Task A: According to the housing bubble passage, how much did mortgage debt grow between 1997 and the time of writing?
Task B: Repeat the housing bubble passage word for word from "Another standard measure" up to and including "cheaper than owning.".

Segment Start: Extract to read

Can a 10-year bubble reach this "ultimate bottom" in a mere two years? History suggests not.

Then there's the preponderance of other evidence that the underpinnings of the housing bubble have irrevocably shifted. Let's review some charts:

Household balance sheets are in terrible shape: This chart only reflects the extreme reached in 2006; it's undoubtedly even worse now.

Personal savings rates have risen recently, but Americans will need to start saving roughly a trillion dollars a year to return to historic savings rates: and that means not borrowing a spending a trillion but withdrawing it from consuming.

Meanwhile, the equity extraction game is over, and the stands are littered with broken dreams and busted bets:

Mortgage debt has tripled from $4.2 trillion in 1997 to over $12 trillion:

This explosion of debt is economy-wide, and is not limited to residential housing: How an economy foundering beneath stupendous debt can forcefeed housing prices higher via ever greater debt is unknown.

Just as a refresher on the extremes the housing bubble reached even when adjusted for inflation:

A significant percentage of this debt comes due in the years just ahead:

Another standard measure of valuation, the price-to-rent ratio, also reached historic highs. In some areas of the nation, this might have already returned to the mean, but with property taxes skyhigh and the cost of renting dropping, it may well be the cost of renting is still significantly cheaper than owning.

While this graph is a few years old, the trend to historic highs in property taxes is clearly illustrated. Yes, you can petition your county to lower your appraisal, but unless your state is protected from fast-rising property taxes via a Prop 13-type law, then brace yourself for local governments to make up their declinign tax revenues on the backs of property owners--plummeting prices be darned.

Segment End: Extract to read
Segment Start: Extracted entries

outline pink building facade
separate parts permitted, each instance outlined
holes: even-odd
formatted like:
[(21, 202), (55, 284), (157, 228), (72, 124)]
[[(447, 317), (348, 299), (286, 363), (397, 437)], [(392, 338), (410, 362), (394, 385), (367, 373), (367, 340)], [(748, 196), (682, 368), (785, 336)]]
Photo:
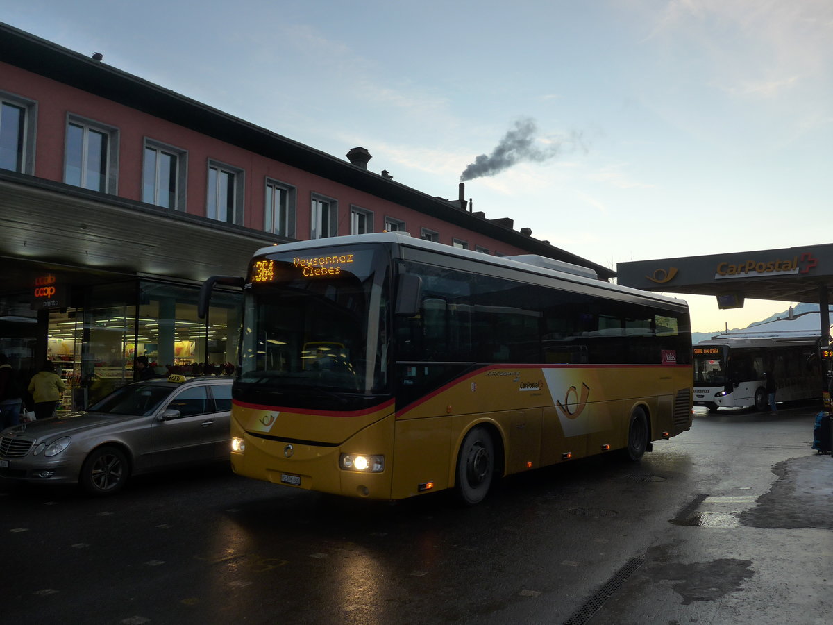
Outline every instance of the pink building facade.
[(461, 188), (428, 196), (364, 148), (326, 154), (2, 23), (0, 103), (0, 352), (23, 377), (57, 362), (61, 410), (130, 381), (139, 355), (227, 371), (239, 295), (206, 322), (197, 292), (265, 245), (404, 230), (613, 275), (467, 210)]

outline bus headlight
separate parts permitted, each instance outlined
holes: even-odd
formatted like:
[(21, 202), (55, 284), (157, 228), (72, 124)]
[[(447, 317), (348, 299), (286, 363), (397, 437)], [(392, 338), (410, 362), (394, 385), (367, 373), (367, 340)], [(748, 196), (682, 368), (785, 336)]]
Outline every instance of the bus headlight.
[(368, 456), (362, 453), (342, 453), (338, 458), (338, 464), (345, 471), (381, 473), (385, 470), (385, 457)]

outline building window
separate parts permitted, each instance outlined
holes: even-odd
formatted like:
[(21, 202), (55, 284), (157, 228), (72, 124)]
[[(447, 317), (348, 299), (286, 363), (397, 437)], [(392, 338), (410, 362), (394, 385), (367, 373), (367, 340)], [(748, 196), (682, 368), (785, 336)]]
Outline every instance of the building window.
[(266, 181), (263, 229), (282, 237), (295, 237), (295, 188)]
[(118, 133), (115, 128), (71, 116), (67, 123), (63, 182), (116, 193)]
[(0, 169), (34, 173), (35, 103), (0, 92)]
[(385, 230), (389, 232), (404, 232), (405, 222), (399, 219), (394, 219), (392, 217), (386, 217)]
[(424, 241), (433, 241), (435, 243), (440, 242), (440, 233), (435, 232), (433, 230), (429, 230), (426, 228), (422, 228), (420, 233), (420, 238)]
[(226, 223), (242, 223), (242, 169), (208, 162), (206, 217)]
[(184, 211), (186, 172), (183, 150), (145, 139), (142, 201)]
[(310, 238), (338, 234), (338, 202), (319, 195), (312, 196), (310, 210)]
[(366, 234), (373, 232), (373, 213), (357, 206), (350, 207), (350, 233)]

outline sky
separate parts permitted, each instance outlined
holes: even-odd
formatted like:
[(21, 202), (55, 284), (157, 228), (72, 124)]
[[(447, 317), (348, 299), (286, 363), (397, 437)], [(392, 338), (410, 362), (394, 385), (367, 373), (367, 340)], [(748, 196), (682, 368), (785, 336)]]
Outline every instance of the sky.
[[(0, 0), (0, 21), (328, 154), (364, 147), (428, 195), (465, 173), (475, 211), (613, 270), (831, 242), (830, 0)], [(696, 332), (790, 304), (674, 297)]]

Segment End: Extracted entries

Written solution A: It tripled, from $4.2 trillion in 1997 to over $12 trillion.

Written solution B:
Another standard measure of valuation, the price-to-rent ratio, also reached historic highs. In some areas of the nation, this might have already returned to the mean, but with property taxes skyhigh and the cost of renting dropping, it may well be the cost of renting is still significantly cheaper than owning.